• _PROMPT_
Reproduce verbatim the passage of the commentary on Duccio's Lazarus panel from "Though tiny in" up to and including "at Christ’s feet.".

John 11:1–44
‘I am the Resurrection and the Life’
Works of art by Duccio, Jan Cornelisz. Vermeyen, Michelangelo Buonarroti and Sebastiano del Piombo
‘Take Away the Stone’
Commentary by Piers Baker-Bates
The raising of Lazarus is the culminating miracle of Christ’s earthly ministry.
It is probable, therefore, that this small panel was the final scene of the rear predella of the two-sided, many-panelled altarpiece that once adorned the high altar of Siena cathedral. The ensemble was commissioned from Duccio by the city of Siena in 1308. This panel was on the side that would have been visible to the clergy alone and showed the lives of Christ and the Virgin in forty-three episodes.
Though tiny in relation to the whole, the panel reveals all the most dramatic facets of the miracle. It is a crowded composition, with no background to speak of. A group of figures press against and overlap the cave in order to witness the miraculous event. Christ alone stands out clearly from the crowd marked by a halo, the powerful gesture of his arm appearing to draw Lazarus forth. Behind him is Peter, while in front and in discussion with Christ is Martha, the dead man’s sister, while Lazarus’s other sister, Mary, kneels at Christ’s feet.
Lazarus is just emerging from a cave tomb still wrapped in his grave clothes like a mummy. Indeed, so tightly is he bound in these that it is astonishing he can even move. Their tightness may evoke (as it did for Patristic commentators on this episode) the paralysing constriction of sin from which Jesus will unbind all who are resurrected (Irenaeus Against Heresies 5.13.1).
The worn paint layer, bottom right, reveals that Duccio had altered the composition from a horizontal tomb to the current format. This brings his depiction closer to the biblical account—‘the tomb … was a cave, and a stone lay upon it’ (v.38)—and accentuates the drama of Lazarus’s appearance. Fidelity to the Gospel account is also seen in the figure immediately by the entrance covering his nose and mouth, Martha having said to Jesus: ‘Lord, by this time there will be an odour, for he has been dead four days’ (v.39). This stench of putrefaction is proof to the crowd, as to us, that Lazarus had died in truth; this is not ‘fake news’.
Death’s grip proves weaker than it seemed. Life has the last word.

• _DATA EXTRACT_

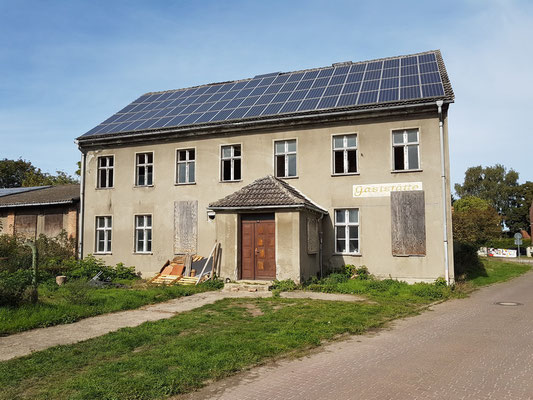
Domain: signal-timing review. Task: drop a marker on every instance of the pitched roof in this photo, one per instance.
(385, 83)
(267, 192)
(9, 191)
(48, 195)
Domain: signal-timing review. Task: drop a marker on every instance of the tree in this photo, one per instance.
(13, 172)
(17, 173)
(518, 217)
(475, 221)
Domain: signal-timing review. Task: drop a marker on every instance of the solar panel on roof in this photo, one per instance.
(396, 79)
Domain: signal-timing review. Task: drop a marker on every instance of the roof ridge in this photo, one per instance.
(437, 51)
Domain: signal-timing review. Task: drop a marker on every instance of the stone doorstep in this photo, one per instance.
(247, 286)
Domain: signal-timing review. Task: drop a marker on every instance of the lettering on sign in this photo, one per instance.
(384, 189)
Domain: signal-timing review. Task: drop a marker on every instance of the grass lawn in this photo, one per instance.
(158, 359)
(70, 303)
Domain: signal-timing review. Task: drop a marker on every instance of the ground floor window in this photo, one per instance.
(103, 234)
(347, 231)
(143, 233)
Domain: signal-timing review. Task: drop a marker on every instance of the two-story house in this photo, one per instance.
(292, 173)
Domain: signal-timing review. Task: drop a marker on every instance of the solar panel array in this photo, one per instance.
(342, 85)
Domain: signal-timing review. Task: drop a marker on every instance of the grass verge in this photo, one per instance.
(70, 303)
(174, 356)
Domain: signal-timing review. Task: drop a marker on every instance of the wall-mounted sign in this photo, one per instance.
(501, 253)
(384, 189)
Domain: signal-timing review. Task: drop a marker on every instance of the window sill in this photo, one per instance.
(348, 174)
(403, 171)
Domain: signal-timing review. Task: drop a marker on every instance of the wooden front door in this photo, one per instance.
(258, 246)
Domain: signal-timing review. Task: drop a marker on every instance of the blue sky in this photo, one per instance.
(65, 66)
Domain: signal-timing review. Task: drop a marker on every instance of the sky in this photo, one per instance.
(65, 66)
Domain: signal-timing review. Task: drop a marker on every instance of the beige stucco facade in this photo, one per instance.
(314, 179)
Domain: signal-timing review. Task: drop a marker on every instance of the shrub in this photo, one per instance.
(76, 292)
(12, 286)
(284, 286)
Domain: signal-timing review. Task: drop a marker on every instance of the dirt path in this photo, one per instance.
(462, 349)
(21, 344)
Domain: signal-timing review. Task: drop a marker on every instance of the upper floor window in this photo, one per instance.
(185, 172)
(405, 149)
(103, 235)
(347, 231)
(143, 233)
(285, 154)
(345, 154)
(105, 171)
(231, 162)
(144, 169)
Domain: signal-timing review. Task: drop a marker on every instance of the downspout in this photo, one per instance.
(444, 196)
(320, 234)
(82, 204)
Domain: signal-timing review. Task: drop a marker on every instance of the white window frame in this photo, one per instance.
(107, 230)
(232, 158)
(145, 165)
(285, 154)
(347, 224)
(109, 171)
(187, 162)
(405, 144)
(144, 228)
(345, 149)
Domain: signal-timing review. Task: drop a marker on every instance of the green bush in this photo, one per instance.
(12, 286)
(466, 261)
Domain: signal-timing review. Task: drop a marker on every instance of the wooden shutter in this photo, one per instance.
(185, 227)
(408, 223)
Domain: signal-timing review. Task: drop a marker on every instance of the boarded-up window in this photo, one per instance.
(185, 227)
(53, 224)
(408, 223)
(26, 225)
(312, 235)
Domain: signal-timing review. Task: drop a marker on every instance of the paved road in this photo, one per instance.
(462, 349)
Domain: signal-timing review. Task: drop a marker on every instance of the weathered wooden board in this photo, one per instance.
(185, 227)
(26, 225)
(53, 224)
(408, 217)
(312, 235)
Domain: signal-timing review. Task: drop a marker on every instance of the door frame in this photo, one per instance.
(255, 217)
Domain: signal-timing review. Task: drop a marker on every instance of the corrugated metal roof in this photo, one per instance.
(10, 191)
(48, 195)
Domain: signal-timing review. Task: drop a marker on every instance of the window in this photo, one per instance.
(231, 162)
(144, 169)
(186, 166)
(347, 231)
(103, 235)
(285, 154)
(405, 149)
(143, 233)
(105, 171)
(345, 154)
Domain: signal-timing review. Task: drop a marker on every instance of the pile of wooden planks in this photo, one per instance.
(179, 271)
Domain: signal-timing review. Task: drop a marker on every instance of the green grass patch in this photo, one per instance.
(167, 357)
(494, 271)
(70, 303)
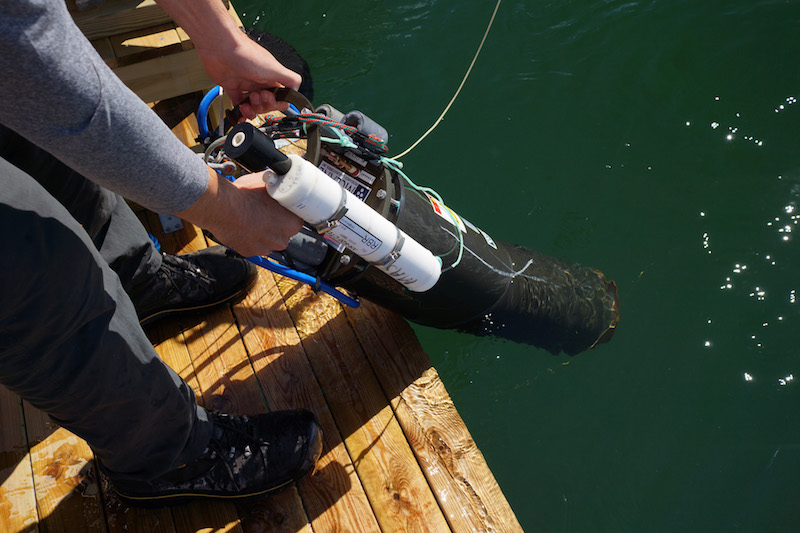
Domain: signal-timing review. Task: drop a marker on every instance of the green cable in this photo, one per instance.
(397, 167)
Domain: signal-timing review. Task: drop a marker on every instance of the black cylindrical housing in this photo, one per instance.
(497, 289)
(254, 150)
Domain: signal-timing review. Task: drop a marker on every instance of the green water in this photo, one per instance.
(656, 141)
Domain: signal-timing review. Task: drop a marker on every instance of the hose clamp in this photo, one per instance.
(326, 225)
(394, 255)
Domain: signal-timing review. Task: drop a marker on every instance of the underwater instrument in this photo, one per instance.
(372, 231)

• _FULL ANSWER_
Though tiny in relation to the whole, the panel reveals all the most dramatic facets of the miracle. It is a crowded composition, with no background to speak of. A group of figures press against and overlap the cave in order to witness the miraculous event. Christ alone stands out clearly from the crowd marked by a halo, the powerful gesture of his arm appearing to draw Lazarus forth. Behind him is Peter, while in front and in discussion with Christ is Martha, the dead man’s sister, while Lazarus’s other sister, Mary, kneels at Christ’s feet.